-------- GIVEN ENTRIES --------
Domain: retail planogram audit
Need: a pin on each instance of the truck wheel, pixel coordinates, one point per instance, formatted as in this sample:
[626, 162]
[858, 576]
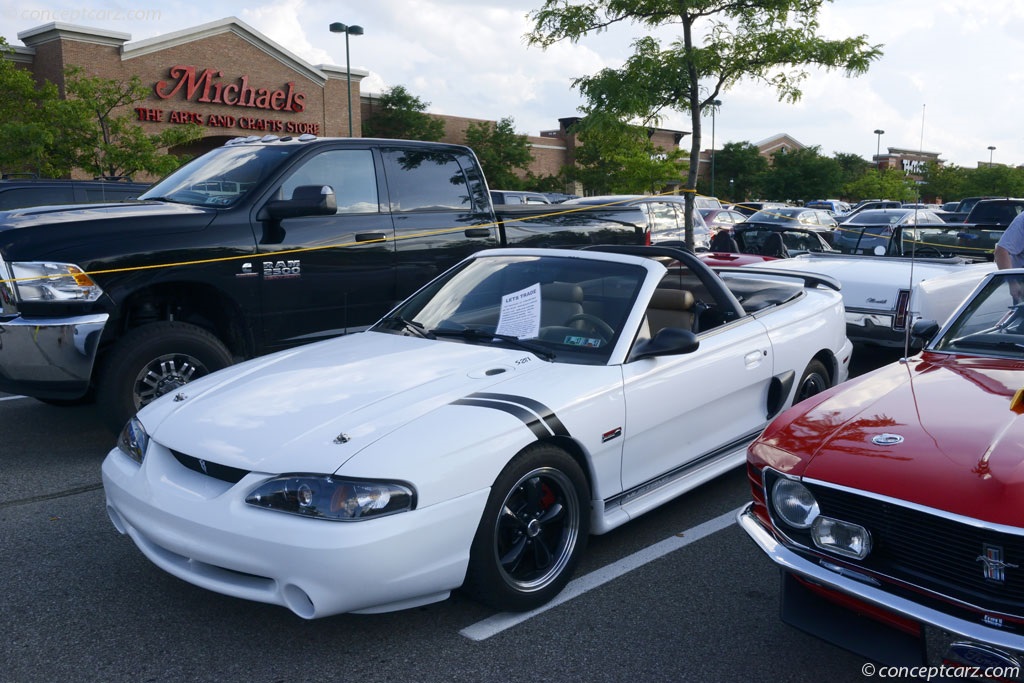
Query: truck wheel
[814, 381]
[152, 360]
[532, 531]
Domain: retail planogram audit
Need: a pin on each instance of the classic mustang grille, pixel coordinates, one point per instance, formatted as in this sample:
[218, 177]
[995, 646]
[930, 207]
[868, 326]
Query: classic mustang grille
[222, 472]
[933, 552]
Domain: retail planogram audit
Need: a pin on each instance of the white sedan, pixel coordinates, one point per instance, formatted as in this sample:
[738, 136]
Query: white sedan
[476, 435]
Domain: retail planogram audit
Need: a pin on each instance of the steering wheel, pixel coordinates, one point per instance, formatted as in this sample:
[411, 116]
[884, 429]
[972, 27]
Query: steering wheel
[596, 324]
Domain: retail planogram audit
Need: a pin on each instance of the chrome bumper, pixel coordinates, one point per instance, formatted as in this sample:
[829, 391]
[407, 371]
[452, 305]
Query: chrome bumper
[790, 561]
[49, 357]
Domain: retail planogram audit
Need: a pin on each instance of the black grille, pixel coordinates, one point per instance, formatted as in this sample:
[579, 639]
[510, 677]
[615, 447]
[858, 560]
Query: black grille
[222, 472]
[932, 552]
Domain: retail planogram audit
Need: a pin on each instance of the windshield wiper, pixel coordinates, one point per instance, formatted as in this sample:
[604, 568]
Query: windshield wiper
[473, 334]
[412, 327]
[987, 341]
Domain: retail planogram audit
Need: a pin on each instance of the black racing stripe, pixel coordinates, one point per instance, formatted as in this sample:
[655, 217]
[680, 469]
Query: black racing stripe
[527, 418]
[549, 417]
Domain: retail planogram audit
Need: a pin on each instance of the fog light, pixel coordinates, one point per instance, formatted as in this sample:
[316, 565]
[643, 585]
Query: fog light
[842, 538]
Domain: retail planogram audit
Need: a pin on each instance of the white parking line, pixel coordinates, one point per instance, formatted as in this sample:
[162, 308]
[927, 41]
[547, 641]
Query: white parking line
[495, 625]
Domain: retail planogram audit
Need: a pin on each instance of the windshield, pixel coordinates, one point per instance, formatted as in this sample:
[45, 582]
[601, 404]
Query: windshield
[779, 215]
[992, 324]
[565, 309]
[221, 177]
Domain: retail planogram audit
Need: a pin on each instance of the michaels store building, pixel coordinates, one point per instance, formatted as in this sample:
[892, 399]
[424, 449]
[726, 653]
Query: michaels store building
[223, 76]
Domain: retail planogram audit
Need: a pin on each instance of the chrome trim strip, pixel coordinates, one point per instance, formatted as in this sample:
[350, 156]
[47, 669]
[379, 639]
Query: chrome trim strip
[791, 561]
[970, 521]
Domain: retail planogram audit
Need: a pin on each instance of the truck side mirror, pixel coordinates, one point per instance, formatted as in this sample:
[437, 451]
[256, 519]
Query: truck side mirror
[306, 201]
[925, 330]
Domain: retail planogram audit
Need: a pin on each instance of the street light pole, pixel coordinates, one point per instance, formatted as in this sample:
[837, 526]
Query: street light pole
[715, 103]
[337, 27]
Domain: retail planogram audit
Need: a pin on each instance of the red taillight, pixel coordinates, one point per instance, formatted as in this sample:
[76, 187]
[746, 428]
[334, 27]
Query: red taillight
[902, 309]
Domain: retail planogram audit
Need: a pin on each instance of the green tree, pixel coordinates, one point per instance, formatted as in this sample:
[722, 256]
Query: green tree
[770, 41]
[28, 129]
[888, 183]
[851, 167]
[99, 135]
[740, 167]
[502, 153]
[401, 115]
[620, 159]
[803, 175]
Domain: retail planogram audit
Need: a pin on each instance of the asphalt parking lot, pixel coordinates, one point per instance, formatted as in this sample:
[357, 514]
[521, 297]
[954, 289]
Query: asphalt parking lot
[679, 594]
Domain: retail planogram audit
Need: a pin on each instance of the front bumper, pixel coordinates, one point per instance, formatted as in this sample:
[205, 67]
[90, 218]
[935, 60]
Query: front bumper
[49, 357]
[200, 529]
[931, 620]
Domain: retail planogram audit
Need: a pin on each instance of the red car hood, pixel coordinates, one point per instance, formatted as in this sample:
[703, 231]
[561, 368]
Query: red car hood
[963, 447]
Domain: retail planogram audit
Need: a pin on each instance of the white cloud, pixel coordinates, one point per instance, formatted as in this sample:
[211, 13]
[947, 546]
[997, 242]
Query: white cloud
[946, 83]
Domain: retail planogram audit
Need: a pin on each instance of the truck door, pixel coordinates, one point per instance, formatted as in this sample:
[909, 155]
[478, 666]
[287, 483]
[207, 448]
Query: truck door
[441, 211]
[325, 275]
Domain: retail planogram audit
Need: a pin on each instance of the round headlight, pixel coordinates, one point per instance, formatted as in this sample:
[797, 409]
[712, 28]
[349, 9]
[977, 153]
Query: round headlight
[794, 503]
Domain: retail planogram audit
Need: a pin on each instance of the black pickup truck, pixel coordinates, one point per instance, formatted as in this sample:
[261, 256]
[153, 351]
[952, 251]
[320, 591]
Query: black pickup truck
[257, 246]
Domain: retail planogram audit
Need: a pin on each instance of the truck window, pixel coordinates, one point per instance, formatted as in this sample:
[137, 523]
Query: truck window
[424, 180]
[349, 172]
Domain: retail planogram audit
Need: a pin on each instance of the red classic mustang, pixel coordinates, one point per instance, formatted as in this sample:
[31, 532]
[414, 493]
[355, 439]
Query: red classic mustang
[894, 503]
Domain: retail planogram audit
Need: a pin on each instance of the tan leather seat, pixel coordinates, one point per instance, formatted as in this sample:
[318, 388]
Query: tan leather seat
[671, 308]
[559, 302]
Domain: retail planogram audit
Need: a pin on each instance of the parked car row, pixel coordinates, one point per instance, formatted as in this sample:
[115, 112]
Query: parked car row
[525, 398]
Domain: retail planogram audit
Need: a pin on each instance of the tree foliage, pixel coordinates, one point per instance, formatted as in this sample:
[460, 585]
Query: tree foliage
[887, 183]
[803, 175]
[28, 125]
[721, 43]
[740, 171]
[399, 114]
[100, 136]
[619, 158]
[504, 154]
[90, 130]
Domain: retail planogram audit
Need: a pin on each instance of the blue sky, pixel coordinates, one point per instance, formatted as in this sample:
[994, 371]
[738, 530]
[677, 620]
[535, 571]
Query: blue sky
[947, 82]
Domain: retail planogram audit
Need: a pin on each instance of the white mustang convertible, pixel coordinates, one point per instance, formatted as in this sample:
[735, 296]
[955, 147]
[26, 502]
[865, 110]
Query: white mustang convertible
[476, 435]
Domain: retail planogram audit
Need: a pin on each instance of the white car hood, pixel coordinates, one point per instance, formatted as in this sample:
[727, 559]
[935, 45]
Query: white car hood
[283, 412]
--------
# DIRECTION
Go through the data above and transcribe it in full, omitting any image.

# RESULT OF THE EXERCISE
Domain: retail planogram audit
Need: a pin on each instance of the truck wheel, pixel coordinates, one point per instance, formatted as in this sample:
[626, 162]
[858, 576]
Query: truck wheel
[814, 381]
[152, 360]
[532, 531]
Domain: retail planogram audit
Need: a pin on each instance of the classic mustang grille, pixel coordinates, one point per instance, formatted as in this sample:
[218, 177]
[995, 646]
[930, 207]
[868, 326]
Query: classic mustang grille
[222, 472]
[933, 552]
Domain: retail planogram audit
Need: a pin on each instance of the white sedan, pixel coordinates, one point per instance, formatted as in this sample:
[738, 136]
Query: white sedan
[476, 435]
Domain: retail planogram audit
Need: a pin on each instance of the steering wheel, pixel coordinates, one point per instance, formatted as in this sample:
[411, 116]
[884, 429]
[972, 27]
Query: steering wheel
[596, 324]
Domain: retail planogram audit
Need: a pin on each instance of the chrome bumper, pixel coordinates, one point per instance, formatted as in this sample:
[829, 391]
[407, 371]
[452, 305]
Query: chrome bumper
[790, 561]
[49, 357]
Domain: retail planogram audit
Need: a pin on each instance of the black grille, pixel coordinates, one point per instance, formatted as in this sample:
[579, 639]
[510, 677]
[615, 447]
[858, 560]
Query: black grille
[222, 472]
[932, 552]
Domain: retail planogram audit
Need: a pin on each instance of the windshield wiper, pixel coordinates, one point per instance, formatted as in this sample:
[604, 568]
Query: windshield wiper
[473, 334]
[412, 327]
[987, 341]
Domain: retail planogram audit
Need: a pin on each instance of the black racing stripe, pixel coordinates, one point per instance, formatted as in this sample:
[655, 217]
[680, 469]
Query: black racing stripe
[527, 418]
[549, 417]
Domain: retail planogram audit
Need: a pin on each instance of the fog light, pixel coordinates, one point per instance, formatted as in this sample:
[316, 565]
[643, 585]
Query: fog light
[842, 538]
Domain: retail planogram audit
Need: a pin on each instance of the white parking line, pixel coordinates, one point per instance, formatted as in this sample:
[162, 308]
[927, 41]
[547, 641]
Query: white parking line
[495, 625]
Domain: retail planogram audit
Need: a pin on each instance of the windshield, pixel coordinates, one point per instance, formatted as in this sample:
[45, 582]
[601, 404]
Query: windshield
[779, 215]
[992, 324]
[565, 309]
[221, 177]
Domain: retail planogram audit
Need: a pin on each instance of the michaels store building, pixel coordinates, one point per instance, formatted as in this sample:
[892, 399]
[424, 449]
[726, 653]
Query: michaels store building
[223, 76]
Domain: retail planogram audit
Need: a pin on each instance of the chrome trim strip, pixel coordinates, one point per instance, formatted as in this sample:
[350, 156]
[47, 669]
[379, 639]
Query: chrome trim strip
[791, 561]
[970, 521]
Domain: retail planogram audit
Need: a pin on each instance of the truck side mirror, pixel coordinates, one point per instance, formatted as in this sample:
[437, 451]
[256, 519]
Query: truck side mirror
[306, 201]
[925, 330]
Domain: retail planogram audit
Need: a pin on each instance of the street light pole, pixel coordinates, one point per instance, formatted as in this sample:
[837, 526]
Query: street light pole
[715, 103]
[337, 27]
Domain: retail planogram audit
Need: a pin on each instance of the red taillight, pixel coordinates, one point per instance, formatted as in this sample:
[76, 187]
[746, 428]
[334, 27]
Query: red taillight
[902, 309]
Domain: retail planogram audit
Need: a pin on each instance of the green tree, pixel coordinates, one point per instance, formatted as in this sample:
[722, 256]
Query: green tree
[770, 41]
[28, 129]
[888, 183]
[851, 167]
[99, 135]
[740, 167]
[502, 153]
[401, 115]
[620, 159]
[803, 175]
Domain: retail planogram audit
Need: a pin on each instance of the asphalt parking lot, pixel coordinates, one point per instance, formatted as in this sample:
[357, 514]
[521, 297]
[954, 289]
Query: asphalt parking lot
[679, 594]
Domain: retail planogram audit
Need: a pin on each instance of the front bumper, pixel coordinates, one point per instance, formatted as in this sample:
[205, 67]
[90, 218]
[935, 60]
Query: front bumper
[49, 357]
[200, 529]
[931, 620]
Domain: retail planogram audit
Need: a pin on each instance of the red car hood, pixel coordinates, one point per instance, formatted as in this sample:
[703, 231]
[561, 368]
Query: red car hood
[963, 447]
Domain: retail planogram audit
Need: a pin on each instance of the white cloud, pixel coordinates, one point per instance, formatted as in this sample:
[211, 13]
[947, 546]
[997, 242]
Query: white cloud
[946, 83]
Domain: retail planogram audit
Need: a pin on each instance of the truck door, pixel coordinates, one point per instance, formatted as in this sample:
[909, 155]
[478, 666]
[287, 483]
[207, 448]
Query: truck door
[441, 211]
[325, 275]
Domain: retail planogram audit
Need: a pin on each instance of the round headlight, pixel coordinates, one point per instance, formatted as in this sample:
[797, 409]
[712, 28]
[349, 9]
[977, 153]
Query: round headlight
[794, 503]
Domain: retail planogram audit
Need: a pin on each instance of the black pickup truck, pixel coordinates, one point per instance, formatted as in this sample:
[261, 256]
[153, 351]
[952, 251]
[320, 591]
Query: black pickup truck
[257, 246]
Domain: retail planogram audit
Need: a pin on each instance of the truck window, pixel coordinates, one point per instance, formatted as in this sample:
[137, 523]
Query: truck window
[424, 180]
[349, 172]
Domain: retail planogram audit
Need: a pin on each instance of the red classic mustang, pixel coordinates, one point per instance, formatted as in this sample:
[31, 532]
[414, 493]
[355, 439]
Query: red classic mustang
[894, 503]
Domain: retail planogram audit
Need: a pin on each instance of the tan leather seat, pixel coordinates, one point per instance, formatted as in this sample:
[318, 388]
Query: tan leather seat
[671, 308]
[559, 302]
Domain: retail planogram audit
Need: a pin on each instance of the parked car row, pixel coordinates, one point per instance, formatted as in this sample:
[115, 112]
Query: parked car row
[525, 398]
Domain: retail planogram audit
Need: a pin on each instance of the tree foliage, pixel coordinates, one point per instance, formatted as in this sample:
[460, 585]
Query: tree foliage
[887, 183]
[803, 175]
[28, 125]
[721, 43]
[740, 171]
[399, 114]
[100, 136]
[619, 158]
[504, 154]
[90, 130]
Domain: retail planogram audit
Need: a pin on each instance of the blue sky, pixel coordinates, one point per instance, formatted as in this sample:
[994, 371]
[738, 530]
[677, 620]
[535, 571]
Query: blue sky
[947, 82]
Domain: retail planogram audit
Need: a pin on each instance of the white mustang convertible, pixel coordinates, one point per instance, formatted as in this sample:
[735, 296]
[955, 147]
[26, 502]
[865, 110]
Query: white mustang convertible
[476, 435]
Domain: retail planogram audit
Need: a pin on each instance of the white car hood, pixel coordinates, one point per instance, formatted as in this sample:
[727, 559]
[935, 45]
Query: white car hood
[283, 412]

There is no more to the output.